Pull out every line in the rows below that contains the string "dark", matching case exactly.

== Working data

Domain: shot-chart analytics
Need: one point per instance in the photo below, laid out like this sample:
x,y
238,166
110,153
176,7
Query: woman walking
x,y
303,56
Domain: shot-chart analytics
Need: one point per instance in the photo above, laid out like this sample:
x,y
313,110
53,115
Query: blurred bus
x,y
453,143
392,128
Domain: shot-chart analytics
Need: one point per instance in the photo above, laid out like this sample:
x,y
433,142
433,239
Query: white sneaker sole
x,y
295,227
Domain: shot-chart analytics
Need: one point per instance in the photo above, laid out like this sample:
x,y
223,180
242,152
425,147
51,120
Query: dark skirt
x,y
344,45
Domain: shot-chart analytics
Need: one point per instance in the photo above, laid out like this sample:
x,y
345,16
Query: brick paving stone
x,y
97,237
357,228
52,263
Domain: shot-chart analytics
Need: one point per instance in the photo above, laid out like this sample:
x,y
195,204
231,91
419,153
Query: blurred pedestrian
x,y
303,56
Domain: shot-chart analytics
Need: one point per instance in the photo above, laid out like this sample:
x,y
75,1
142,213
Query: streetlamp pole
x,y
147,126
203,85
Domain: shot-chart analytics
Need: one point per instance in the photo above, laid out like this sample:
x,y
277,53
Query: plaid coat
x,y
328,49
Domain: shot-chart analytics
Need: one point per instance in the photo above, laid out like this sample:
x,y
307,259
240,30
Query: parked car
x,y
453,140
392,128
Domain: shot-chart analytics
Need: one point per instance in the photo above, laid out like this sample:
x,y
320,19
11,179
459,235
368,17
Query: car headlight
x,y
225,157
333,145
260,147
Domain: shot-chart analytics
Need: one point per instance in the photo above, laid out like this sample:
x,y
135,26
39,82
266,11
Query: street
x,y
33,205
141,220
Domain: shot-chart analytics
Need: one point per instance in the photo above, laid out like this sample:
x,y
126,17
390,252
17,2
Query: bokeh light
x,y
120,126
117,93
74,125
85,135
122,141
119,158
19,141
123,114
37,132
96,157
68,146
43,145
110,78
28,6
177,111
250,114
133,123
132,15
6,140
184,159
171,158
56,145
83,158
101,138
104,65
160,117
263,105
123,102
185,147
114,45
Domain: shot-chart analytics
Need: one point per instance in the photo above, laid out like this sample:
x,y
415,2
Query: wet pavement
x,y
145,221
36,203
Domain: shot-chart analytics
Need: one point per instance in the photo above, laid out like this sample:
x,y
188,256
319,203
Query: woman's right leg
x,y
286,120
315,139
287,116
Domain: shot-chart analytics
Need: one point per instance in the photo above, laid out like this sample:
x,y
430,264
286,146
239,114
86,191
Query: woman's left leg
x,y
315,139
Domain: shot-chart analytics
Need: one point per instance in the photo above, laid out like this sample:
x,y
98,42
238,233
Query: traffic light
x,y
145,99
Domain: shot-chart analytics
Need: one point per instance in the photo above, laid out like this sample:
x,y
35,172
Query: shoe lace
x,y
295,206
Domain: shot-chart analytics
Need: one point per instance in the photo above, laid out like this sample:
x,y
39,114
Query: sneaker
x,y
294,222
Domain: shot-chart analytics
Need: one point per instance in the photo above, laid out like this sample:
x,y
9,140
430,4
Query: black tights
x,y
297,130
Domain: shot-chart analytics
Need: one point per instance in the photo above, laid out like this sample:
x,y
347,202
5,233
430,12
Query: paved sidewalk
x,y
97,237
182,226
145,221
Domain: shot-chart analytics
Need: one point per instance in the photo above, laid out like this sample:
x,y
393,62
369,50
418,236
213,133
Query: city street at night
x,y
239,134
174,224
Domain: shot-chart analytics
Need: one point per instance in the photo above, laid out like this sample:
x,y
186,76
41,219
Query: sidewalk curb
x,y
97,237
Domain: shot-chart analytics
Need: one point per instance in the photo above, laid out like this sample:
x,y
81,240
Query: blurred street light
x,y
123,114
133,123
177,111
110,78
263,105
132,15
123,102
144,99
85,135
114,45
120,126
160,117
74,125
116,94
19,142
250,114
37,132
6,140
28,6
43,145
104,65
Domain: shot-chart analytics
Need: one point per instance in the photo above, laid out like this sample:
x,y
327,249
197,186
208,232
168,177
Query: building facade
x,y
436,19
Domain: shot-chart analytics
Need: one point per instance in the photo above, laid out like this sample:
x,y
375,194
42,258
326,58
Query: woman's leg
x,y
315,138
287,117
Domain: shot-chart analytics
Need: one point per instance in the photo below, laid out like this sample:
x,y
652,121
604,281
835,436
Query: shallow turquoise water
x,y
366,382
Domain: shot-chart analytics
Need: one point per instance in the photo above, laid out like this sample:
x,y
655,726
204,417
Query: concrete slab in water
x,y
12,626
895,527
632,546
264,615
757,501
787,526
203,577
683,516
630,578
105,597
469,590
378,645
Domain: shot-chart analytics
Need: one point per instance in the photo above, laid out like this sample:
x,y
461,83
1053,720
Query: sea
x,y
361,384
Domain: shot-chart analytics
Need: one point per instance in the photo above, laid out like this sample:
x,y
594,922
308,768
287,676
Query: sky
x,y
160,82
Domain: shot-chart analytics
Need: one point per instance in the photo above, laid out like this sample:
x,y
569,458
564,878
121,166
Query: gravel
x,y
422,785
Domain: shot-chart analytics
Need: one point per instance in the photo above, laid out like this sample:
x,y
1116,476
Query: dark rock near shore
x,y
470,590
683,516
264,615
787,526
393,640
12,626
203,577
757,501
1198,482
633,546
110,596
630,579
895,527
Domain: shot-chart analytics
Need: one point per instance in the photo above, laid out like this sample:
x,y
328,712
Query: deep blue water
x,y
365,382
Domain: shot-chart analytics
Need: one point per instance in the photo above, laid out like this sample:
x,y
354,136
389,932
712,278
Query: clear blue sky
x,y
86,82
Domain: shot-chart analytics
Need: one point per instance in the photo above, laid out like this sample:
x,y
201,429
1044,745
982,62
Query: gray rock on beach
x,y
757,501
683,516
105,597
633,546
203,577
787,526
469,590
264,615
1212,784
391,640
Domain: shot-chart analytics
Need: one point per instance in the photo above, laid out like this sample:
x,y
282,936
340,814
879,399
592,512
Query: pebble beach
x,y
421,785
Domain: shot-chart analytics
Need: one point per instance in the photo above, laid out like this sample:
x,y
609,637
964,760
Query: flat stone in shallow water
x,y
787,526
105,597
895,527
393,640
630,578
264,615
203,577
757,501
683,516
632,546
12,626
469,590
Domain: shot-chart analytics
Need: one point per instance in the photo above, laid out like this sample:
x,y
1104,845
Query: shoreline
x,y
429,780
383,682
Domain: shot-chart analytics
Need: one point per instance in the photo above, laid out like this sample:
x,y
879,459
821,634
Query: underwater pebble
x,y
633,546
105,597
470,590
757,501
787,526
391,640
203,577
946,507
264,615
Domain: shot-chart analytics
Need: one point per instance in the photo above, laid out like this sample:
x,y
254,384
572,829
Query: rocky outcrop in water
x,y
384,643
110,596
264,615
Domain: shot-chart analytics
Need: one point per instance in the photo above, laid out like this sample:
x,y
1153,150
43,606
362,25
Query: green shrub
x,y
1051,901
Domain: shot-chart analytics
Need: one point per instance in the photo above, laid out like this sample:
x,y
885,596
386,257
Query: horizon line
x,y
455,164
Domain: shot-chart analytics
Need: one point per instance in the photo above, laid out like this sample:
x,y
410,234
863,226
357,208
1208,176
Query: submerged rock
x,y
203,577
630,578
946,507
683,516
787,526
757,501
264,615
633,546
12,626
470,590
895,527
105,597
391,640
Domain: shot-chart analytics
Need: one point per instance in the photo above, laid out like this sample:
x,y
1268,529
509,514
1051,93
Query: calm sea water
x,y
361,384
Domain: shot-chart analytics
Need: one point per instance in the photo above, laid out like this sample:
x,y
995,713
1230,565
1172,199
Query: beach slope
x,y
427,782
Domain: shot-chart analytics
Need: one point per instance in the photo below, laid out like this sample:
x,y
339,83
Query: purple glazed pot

====

#### [Complete output]
Query: dark skirt
Query: dark rock near shore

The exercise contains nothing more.